WHAT IS NEEDED: The required output is every record, written out exactly.
____________________
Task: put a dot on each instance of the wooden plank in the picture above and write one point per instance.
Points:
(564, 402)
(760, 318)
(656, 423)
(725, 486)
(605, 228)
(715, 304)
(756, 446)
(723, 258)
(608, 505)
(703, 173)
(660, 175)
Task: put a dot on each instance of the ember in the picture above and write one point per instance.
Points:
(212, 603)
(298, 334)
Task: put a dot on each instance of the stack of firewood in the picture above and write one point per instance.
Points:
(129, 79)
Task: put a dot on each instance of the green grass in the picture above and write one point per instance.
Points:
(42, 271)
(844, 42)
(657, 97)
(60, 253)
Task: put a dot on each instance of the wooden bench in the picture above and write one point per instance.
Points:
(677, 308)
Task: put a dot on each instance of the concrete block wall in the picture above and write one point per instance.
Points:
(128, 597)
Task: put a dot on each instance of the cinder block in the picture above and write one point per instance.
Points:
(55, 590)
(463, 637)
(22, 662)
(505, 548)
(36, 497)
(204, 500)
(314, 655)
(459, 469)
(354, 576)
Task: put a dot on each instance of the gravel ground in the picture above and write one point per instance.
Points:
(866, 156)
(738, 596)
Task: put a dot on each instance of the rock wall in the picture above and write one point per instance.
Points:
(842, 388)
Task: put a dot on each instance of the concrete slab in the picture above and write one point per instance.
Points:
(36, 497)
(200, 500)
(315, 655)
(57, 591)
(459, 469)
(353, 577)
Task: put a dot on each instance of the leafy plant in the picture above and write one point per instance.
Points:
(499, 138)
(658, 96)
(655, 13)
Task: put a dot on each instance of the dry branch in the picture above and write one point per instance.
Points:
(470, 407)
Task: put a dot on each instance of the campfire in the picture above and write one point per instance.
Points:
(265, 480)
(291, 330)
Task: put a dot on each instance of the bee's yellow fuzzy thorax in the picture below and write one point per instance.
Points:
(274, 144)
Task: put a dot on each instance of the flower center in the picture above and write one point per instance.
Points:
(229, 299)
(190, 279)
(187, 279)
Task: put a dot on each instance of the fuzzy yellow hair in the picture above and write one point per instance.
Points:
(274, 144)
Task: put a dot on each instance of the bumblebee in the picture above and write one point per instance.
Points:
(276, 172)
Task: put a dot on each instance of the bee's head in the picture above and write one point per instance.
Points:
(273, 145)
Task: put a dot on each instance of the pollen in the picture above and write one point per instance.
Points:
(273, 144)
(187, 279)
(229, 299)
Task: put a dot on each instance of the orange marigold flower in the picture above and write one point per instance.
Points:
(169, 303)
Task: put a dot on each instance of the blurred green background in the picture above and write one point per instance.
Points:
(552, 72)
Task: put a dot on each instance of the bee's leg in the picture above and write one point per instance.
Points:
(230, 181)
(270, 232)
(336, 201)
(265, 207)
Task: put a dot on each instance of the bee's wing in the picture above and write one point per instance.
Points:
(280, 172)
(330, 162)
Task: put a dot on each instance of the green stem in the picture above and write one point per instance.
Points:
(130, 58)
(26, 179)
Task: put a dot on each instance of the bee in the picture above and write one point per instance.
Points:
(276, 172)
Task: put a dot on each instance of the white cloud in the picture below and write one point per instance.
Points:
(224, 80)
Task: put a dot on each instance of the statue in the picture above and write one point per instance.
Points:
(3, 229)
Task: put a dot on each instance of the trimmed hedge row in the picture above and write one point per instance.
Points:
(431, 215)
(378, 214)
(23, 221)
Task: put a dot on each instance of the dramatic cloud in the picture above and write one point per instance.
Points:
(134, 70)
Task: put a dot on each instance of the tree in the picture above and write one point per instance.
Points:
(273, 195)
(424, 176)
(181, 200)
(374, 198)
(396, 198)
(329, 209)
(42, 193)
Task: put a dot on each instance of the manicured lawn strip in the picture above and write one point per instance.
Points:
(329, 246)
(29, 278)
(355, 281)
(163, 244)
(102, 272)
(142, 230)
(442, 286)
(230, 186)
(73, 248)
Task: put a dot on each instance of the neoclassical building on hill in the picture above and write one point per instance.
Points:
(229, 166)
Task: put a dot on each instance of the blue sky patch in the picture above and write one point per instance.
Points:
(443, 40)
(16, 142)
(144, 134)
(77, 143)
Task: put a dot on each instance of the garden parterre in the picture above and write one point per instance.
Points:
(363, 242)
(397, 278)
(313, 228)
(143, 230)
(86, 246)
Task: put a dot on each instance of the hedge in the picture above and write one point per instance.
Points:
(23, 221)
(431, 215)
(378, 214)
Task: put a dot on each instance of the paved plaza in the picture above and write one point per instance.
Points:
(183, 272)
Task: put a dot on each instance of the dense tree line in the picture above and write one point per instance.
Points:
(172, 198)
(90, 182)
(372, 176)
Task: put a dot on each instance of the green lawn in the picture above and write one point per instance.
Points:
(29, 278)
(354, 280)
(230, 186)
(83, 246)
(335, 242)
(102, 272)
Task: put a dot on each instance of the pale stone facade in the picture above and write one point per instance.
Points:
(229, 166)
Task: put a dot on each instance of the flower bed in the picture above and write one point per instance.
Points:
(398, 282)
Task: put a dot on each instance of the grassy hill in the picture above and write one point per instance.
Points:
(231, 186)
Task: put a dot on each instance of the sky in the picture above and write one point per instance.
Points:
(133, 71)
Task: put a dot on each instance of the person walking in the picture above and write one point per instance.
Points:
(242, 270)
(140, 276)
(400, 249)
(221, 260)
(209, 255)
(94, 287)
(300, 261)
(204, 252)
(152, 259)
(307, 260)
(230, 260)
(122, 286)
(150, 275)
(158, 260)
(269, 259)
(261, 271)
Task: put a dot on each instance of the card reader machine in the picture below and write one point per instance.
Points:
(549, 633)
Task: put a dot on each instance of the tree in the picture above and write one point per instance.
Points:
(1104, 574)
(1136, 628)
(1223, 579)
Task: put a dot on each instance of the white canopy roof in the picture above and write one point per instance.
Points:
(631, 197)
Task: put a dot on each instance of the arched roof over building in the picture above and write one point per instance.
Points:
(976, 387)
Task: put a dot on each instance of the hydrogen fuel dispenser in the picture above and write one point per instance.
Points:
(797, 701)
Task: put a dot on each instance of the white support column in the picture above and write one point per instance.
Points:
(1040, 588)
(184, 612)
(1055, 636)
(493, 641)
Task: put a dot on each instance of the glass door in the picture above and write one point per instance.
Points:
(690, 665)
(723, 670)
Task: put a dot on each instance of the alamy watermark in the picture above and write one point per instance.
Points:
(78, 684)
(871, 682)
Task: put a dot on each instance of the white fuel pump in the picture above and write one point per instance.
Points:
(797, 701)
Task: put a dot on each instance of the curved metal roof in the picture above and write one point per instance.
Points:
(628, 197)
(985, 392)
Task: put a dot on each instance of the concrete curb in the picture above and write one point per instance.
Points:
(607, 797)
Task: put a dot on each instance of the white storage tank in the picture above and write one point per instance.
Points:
____________________
OUTPUT OF THE EXERCISE:
Task: put a dot on each instance of the wooden plank in the picture above and write one point per instance.
Points:
(564, 402)
(760, 318)
(656, 423)
(725, 486)
(605, 228)
(715, 304)
(756, 446)
(723, 258)
(608, 505)
(703, 173)
(660, 175)
Task: put a dot on each instance of the ember in the picture above and write one point per instance.
Points:
(212, 603)
(298, 334)
Task: put a dot on each instance of the stack of firewood in the picture above and write one point per instance.
Points:
(129, 79)
Task: put a dot on each instance of the green grass in the picture above and write one point per instance.
Points:
(42, 271)
(844, 42)
(657, 97)
(60, 253)
Task: put a dot on each instance of the wooden bench in the picture above and write one point per instance.
Points:
(677, 308)
Task: put a dot on each instance of the concrete block wall in the picture above and write one point per instance.
Points:
(128, 597)
Task: put a dot on each instance of the cinder block in the picture above and write one point per instance.
Points:
(55, 590)
(463, 637)
(22, 662)
(505, 548)
(36, 497)
(204, 500)
(314, 655)
(459, 469)
(354, 576)
Task: put a dot on each instance of the gravel ground in the picture above and write one point per instance.
Points:
(866, 156)
(738, 596)
Task: put a dot on each instance of the rock wall in the picture above and write one point per instance.
Points:
(842, 388)
Task: put a dot on each instance of the concrete slab in the picture above and write one point per instance.
Points:
(36, 497)
(200, 500)
(315, 655)
(57, 591)
(459, 469)
(353, 577)
Task: put a dot on each instance of the leafy plant in the picture above and write one point per instance.
Points:
(499, 138)
(658, 96)
(655, 13)
Task: put a dot on each instance of the dry branch in the picture above and write one point per instance.
Points:
(470, 407)
Task: put a dot on each instance of the campfire in the picture above and write one point per instance.
Points:
(265, 480)
(291, 330)
Task: put a dot on each instance of the bee's yellow fuzzy thorax in the picture below and write one point per instance.
Points:
(274, 144)
Task: put a dot on each instance of the flower center in the picture above and write one point per instance.
Points:
(229, 299)
(190, 279)
(187, 279)
Task: put a dot on each instance of the fuzzy yellow hair in the picture above and write one point per instance.
Points:
(274, 144)
Task: put a dot on each instance of the bumblebee in the picture above and write one point per instance.
Points:
(276, 172)
Task: put a dot on each instance of the bee's head in the picture above and write one point per instance.
Points:
(273, 145)
Task: put a dot on each instance of the pollen in the picture above and write one point per instance.
Points:
(273, 144)
(187, 279)
(229, 299)
Task: put a dot on each instance of the orange marigold flower in the picture above and write one point per instance.
Points:
(169, 303)
Task: put a dot on each instance of the blurred green background in the picture above and write one point per instance.
Points:
(552, 72)
Task: put a dot on each instance of the bee's leg in the picture above and write one point per instance.
Points:
(230, 181)
(270, 232)
(336, 201)
(265, 207)
Task: put a dot on each instance of the bee's wing in the picture above and write one point per instance.
Points:
(280, 172)
(330, 162)
Task: put a dot on each instance of the green stem in the picture above and write one point per instance.
Points:
(130, 58)
(26, 179)
Task: put a dot on each instance of the bee in the picture above and write one point per instance.
Points:
(276, 172)
Task: put a dot on each instance of the white cloud in the picture below and write one point per instance.
Points:
(224, 80)
Task: put a dot on each instance of the statue in the picture above and write one point per instance.
Points:
(3, 229)
Task: put a dot on each instance of the trimmed hedge row in the picture above and write one point per instance.
Points:
(431, 215)
(378, 214)
(23, 221)
Task: put a dot on each instance of the dramatic cloud in the picture above and write one point per instance.
Points:
(134, 70)
Task: put a dot on each instance of the tree in the picture above and write one point per instance.
Points:
(273, 195)
(424, 176)
(181, 200)
(374, 198)
(396, 198)
(329, 209)
(42, 193)
Task: put a dot on each instance of the manicured lawn strip in the picture above and write one point per instance.
Points:
(329, 246)
(29, 278)
(355, 281)
(163, 244)
(102, 272)
(142, 230)
(442, 286)
(230, 186)
(73, 248)
Task: put a dot on each instance of the neoclassical building on hill in the picture above and write one point per instance.
Points:
(229, 166)
Task: put a dot on each instance of the blue sky patch in the picture above and write one point per instance.
Points:
(443, 40)
(16, 142)
(144, 134)
(77, 143)
Task: put a dot on each instance of the garden parterre in the picture above and write one point per instance.
Points:
(363, 242)
(397, 278)
(313, 228)
(143, 230)
(86, 246)
Task: put a dot on each instance of the hedge in the picture above and write one point per instance.
Points:
(23, 221)
(431, 215)
(378, 214)
Task: put a dot on each instance of the paved plaza in the picture above and write one point per instance.
Points:
(183, 272)
Task: put a dot on each instance of the dense tree line in the picture above and write one point per instance.
Points:
(172, 198)
(90, 182)
(372, 176)
Task: put a dot on each instance of the green lawn in the picture above and write one point per instance.
Points:
(29, 278)
(354, 280)
(230, 186)
(83, 246)
(335, 242)
(102, 272)
Task: put a dot on each instance of the pale stone facade in the picture above and write one point per instance.
Points:
(229, 166)
Task: put a dot on each instance of the flower bed in the picture above and write one point per instance.
Points:
(398, 282)
Task: put a dot on each instance of the grassy hill in the picture above and write one point per instance.
Points:
(231, 186)
Task: put a dot on each instance of the sky in the picture above and write one point per instance.
Points:
(133, 71)
Task: put a dot on each instance of the person walking in the picture above and write one point per instance.
Points:
(242, 270)
(140, 276)
(400, 249)
(221, 260)
(209, 255)
(94, 287)
(300, 261)
(204, 252)
(152, 259)
(307, 260)
(230, 260)
(122, 286)
(150, 275)
(158, 260)
(269, 259)
(261, 271)
Task: put a dot on each instance of the card reader machine in the picture below and write one point per instance.
Points:
(549, 633)
Task: put a dot on each instance of the tree in the picture above and write one point per instance.
Points:
(1104, 574)
(1136, 628)
(1223, 579)
Task: put a dot on each instance of the white canopy roof in the picture above and write one point per instance.
Points:
(631, 197)
Task: put a dot on each instance of the arched roof over building in the picture above and write one point per instance.
Points:
(976, 387)
Task: put a dot on each instance of the hydrogen fuel dispenser in the picture above and write one point per instance.
Points:
(797, 701)
Task: put a dot on each instance of the white support column in the picture above and write one point per instance.
Points:
(1040, 588)
(184, 612)
(1055, 636)
(493, 641)
Task: put a dot on each instance of the glass door in the picture above and write one point per instance.
Points:
(690, 665)
(723, 670)
Task: put a dot on each instance of the alamy watermark in the picture above and write one point per instance.
Points:
(78, 684)
(871, 682)
Task: put a dot on each instance of the white fuel pump in the picture above and write one point per instance.
Points:
(797, 701)
Task: put a dot on each instance of the curved metal roof in the picture above and write one point per instance.
Points:
(628, 197)
(985, 392)
Task: put a dot on each instance of the concrete curb in the picture above and write one point per instance.
Points:
(607, 797)
Task: put a dot on each instance of the white storage tank in the picture above and write one point per instance.
Points:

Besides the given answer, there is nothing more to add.